>> START Given text

When you are reading code, you can replace pipes with the phrase "and then."

And remember, pipes just take everything on the left and plug it into the function on the right. If you step through this code, this chunk is exactly the same as the function composition example above, it's just written for people to read.

When you chain together multiple manipulations, piping makes it easy to focus on what's important at every step. One caveat is that you need the first argument of every function in the pipe to be the object you are manipulating. Tidyverse functions all follow this convention, as do many other functions.

Where do you find new verbs?

>> END Given text
>> START Provided entries

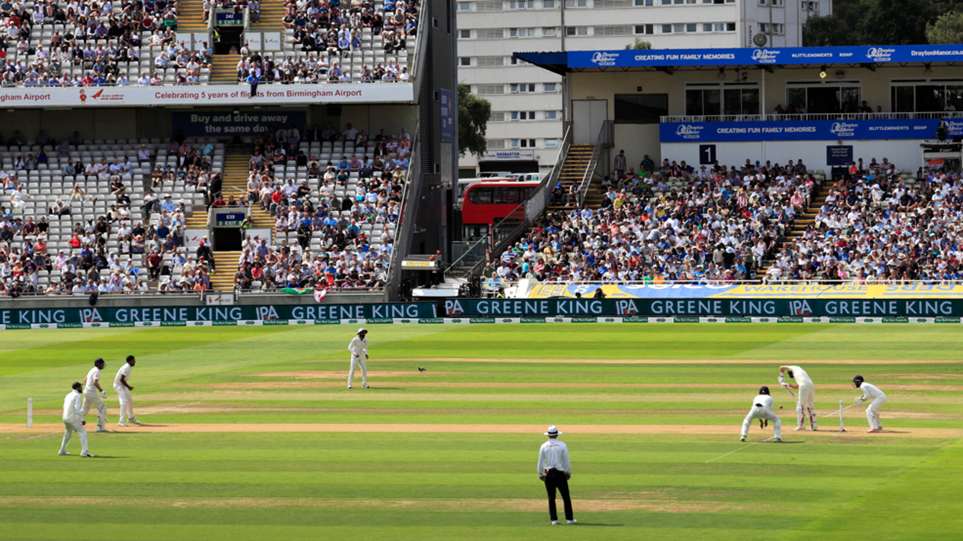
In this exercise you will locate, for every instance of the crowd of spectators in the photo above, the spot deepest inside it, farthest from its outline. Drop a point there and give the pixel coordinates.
(97, 232)
(339, 215)
(330, 42)
(96, 43)
(672, 223)
(877, 226)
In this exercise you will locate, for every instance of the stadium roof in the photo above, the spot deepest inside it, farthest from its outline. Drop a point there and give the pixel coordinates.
(669, 59)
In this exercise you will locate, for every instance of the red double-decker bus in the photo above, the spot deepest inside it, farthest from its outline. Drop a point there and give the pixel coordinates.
(490, 201)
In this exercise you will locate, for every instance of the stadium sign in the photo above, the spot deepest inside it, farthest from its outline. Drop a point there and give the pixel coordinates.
(223, 315)
(802, 130)
(226, 123)
(204, 95)
(737, 310)
(758, 57)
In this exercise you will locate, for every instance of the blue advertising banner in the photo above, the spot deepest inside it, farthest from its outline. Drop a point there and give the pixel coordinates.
(804, 130)
(447, 115)
(839, 155)
(227, 124)
(755, 57)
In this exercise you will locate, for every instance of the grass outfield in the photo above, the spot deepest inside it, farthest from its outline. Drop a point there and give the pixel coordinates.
(251, 434)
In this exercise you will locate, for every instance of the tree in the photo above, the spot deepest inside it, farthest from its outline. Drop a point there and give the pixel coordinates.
(947, 30)
(473, 115)
(639, 45)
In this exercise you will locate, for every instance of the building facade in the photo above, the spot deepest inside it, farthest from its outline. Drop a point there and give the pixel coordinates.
(526, 123)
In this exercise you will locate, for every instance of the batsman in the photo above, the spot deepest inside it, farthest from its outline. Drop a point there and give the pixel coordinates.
(806, 401)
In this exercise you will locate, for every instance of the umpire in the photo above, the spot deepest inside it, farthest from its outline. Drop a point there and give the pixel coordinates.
(554, 469)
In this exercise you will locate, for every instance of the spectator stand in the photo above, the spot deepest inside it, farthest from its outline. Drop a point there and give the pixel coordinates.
(101, 213)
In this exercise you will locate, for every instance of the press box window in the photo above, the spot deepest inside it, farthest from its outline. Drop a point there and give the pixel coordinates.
(640, 108)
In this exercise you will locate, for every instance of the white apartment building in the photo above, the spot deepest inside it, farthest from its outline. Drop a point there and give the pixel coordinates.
(526, 122)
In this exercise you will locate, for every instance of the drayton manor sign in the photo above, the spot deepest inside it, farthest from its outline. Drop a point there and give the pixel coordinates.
(805, 130)
(773, 56)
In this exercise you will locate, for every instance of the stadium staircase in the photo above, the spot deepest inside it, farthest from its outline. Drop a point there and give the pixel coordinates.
(272, 12)
(573, 171)
(224, 69)
(799, 226)
(190, 17)
(226, 264)
(235, 182)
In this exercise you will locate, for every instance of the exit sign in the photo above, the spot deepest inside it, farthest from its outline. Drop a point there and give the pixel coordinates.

>> END Provided entries

## The tasks
A – Retype the stretch of the passage on pipes from "When you chain" through "many other functions.".
B – Convert the rows from the line containing "of the umpire" through the end of the rows into a numbered list, leaving out any blank lines.

## Replies
A –
When you chain together multiple manipulations, piping makes it easy to focus on what's important at every step. One caveat is that you need the first argument of every function in the pipe to be the object you are manipulating. Tidyverse functions all follow this convention, as do many other functions.

B –
1. In this exercise you will locate, for every instance of the umpire in the photo above, the spot deepest inside it, farthest from its outline. Drop a point there and give the pixel coordinates.
2. (554, 469)
3. In this exercise you will locate, for every instance of the spectator stand in the photo above, the spot deepest inside it, farthest from its outline. Drop a point there and give the pixel coordinates.
4. (101, 213)
5. In this exercise you will locate, for every instance of the press box window in the photo above, the spot deepest inside it, farthest from its outline. Drop a point there and give the pixel coordinates.
6. (640, 108)
7. In this exercise you will locate, for every instance of the white apartment building in the photo above, the spot deepest inside it, farthest from its outline. Drop a point there and give the pixel coordinates.
8. (526, 122)
9. In this exercise you will locate, for every instance of the drayton manor sign in the photo above, the spot deepest inside it, farthest from its outline. Drop a point there and give the pixel coordinates.
10. (805, 130)
11. (773, 56)
12. In this exercise you will locate, for every instance of the stadium staircase in the photo above, the spot deepest inside it, farthest from its outline. Drop a point there and give the pixel coordinates.
13. (272, 12)
14. (573, 171)
15. (224, 69)
16. (799, 226)
17. (190, 17)
18. (226, 264)
19. (235, 182)
20. In this exercise you will locate, for every instance of the exit sign in the photo above, the spot deepest inside it, farthest from its outline. Drop a point there and give the pixel coordinates.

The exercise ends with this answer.